### JOBS
**A)** In the passage about Trump's holiday contact with troops, on what date in 2017 did he visit wounded troops at Walter Reed?
**B)** Carry on the passage about Trump's holiday contact with troops, starting after its final sentence.

In 2017, Trump did visit wounded troops on Dec. 21 at Walter Reed. But, this year, after postponing his end-of-the-year vacation in Florida because of the partial federal government shutdown over his desired border wall, Trump spent Christmas in the White House.

As many presidents have done, he placed calls to service members. He also spoke by videoconference “with service members stationed at remote sites worldwide to thank them for their service to our Nation,” said a White House statement.

Trump has consistently claimed he has accomplished more for the military and veterans than any other president in recent memory. He specifically mentions Obama.

Former First Lady Michelle Obama says in her memoir that she would “never forgive” Trump for putting her “family’s safety at risk with his vehement promotion of the false birther conspiracy theory.”

Trump’s response: “I’ll never forgive [President Barack Obama] for what he did to our U.S. military. It was depleted, and I had to fix it.”

### RECORDED INFORMATION
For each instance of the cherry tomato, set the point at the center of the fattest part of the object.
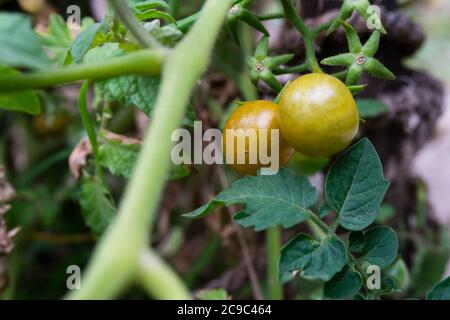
(254, 115)
(318, 115)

### ANSWERS PER TASK
**A)** Dec. 21

**B)**
But he faces criticism as in almost two years in office, Trump has yet to visit U.S. troops in a combat zone. And in November, because of rain, he cancelled plans to attend a commemoration in France to honor U.S. soldiers killed during World War I.

VoteVets, a veterans lobby group, tweeted on Nov. 10:

“Donald Trump complained about having to stand in the rain, to speak about the massacre in Pittsburgh, because it messed his hair up (more). Today, he will skip honoring fallen American heroes of WWI, and stay in his hotel room, because of some rain.”

Also in November, Trump skipped the traditional Veterans Day visit to Arlington National Cemetery for the solemn wreath-laying ceremony.